== PASSAGE PROVIDED ==

The Lincoln Center for Applied Ethics invites students and faculty to play, experiment, and discover using our Humane Tech Oracle Deck to explore our relationships with “the algorithm;” a mystifying black box we interact with every time we use our smart technology or engage in social media.

We will also be sharing about our newest research project, Understanding Algorithmic Folk Theories: Tracing Community-Based Knowledge on TikTok, which was recently awarded a grant by the NEH Dangers and Opportunities of Technology program.  

Learn more.

Humanities Week SILC Café: German

1:30 p.m. to 2:30 p.m. | Durham Hall Lobby

The School of International Letters and Cultures invites anyone who is searching for a place to come and get to know people from across the world or surround themselves with languages from around the globe. 

SILC Café will be every day during Humanities Week with a different language department hosting each one — and a Sun Devil Rewards secret word each day! 

Learn more.

Arming Students for Good: Youth Activism to Prevent Violence

3 p.m. to 5 p.m. | Walton Center for Planetary Health (Room 107 and Atrium)

Join the Humanities Lab at Arizona State University for a late afternoon event designed to elevate youth voices in collective efforts to prevent violence. 

Hear from public figures, scientists and students about what we know about school shootings. Participate in interactive activities designed to demonstrate the urgent need for innovative solutions.  

Learn more.


Tuesday, Oct. 17

Open Mic hosted by Hayden’s Ferry Review and Thousand Languages Project

12 p.m. to 1 p.m. | Virginia G. Piper Center for Creative Writing or Online

Come share your creative work at this open mic event hosted by Hayden’s Ferry Review and the Thousand Languages Project.

We welcome poets, short story writers, and song writers/musicians and a microphone will be provided. Participants may share up to 3 minutes. Walk-ins may still sign up to participate. 

Learn more.

ASU Worldbuilding Initiative Distinguished Lecture with Connor Alexander

1:30 p.m. to 3:30 p.m.

===
== EXTRACTED MATERIAL ==

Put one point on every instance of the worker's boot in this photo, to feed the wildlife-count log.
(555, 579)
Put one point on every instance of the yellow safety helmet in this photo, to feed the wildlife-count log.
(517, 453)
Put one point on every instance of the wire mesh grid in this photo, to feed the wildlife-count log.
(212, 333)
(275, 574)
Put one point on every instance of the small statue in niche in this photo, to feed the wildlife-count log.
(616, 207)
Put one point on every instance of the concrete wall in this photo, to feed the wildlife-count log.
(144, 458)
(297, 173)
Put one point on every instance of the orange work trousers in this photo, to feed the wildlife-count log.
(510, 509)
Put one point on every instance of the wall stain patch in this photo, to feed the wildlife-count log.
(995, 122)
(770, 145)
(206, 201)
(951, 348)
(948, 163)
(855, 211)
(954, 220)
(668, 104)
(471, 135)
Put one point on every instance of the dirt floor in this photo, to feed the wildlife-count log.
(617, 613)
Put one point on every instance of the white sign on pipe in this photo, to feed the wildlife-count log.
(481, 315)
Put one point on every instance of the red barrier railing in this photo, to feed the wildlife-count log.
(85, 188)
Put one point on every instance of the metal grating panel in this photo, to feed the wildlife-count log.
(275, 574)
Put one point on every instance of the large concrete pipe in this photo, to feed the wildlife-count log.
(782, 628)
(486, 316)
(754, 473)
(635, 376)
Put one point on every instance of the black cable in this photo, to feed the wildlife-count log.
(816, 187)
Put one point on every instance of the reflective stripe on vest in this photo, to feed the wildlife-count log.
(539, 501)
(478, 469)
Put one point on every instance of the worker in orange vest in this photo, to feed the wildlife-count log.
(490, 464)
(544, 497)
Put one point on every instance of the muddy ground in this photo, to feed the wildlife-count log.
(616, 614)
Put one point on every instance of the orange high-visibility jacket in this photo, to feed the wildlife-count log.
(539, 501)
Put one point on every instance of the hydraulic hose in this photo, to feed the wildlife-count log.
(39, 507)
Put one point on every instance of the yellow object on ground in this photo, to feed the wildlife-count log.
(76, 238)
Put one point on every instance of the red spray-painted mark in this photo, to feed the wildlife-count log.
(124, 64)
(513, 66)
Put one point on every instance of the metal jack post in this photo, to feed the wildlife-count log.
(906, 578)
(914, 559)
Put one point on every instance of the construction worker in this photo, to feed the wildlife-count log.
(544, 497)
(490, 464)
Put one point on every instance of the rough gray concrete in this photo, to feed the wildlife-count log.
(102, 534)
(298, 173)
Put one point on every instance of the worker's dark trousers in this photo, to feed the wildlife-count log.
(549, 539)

===

INSTRUCTIONS TO FOLLOW :: Revise the events listing, giving everything from "Come share your" down to "to 3:30 p.m." with "microphone" changed to "sound system".

FULL RESPONSE ::
Come share your creative work at this open mic event hosted by Hayden’s Ferry Review and the Thousand Languages Project.

We welcome poets, short story writers, and song writers/musicians and a sound system will be provided. Participants may share up to 3 minutes. Walk-ins may still sign up to participate. 

Learn more.

ASU Worldbuilding Initiative Distinguished Lecture with Connor Alexander

1:30 p.m. to 3:30 p.m.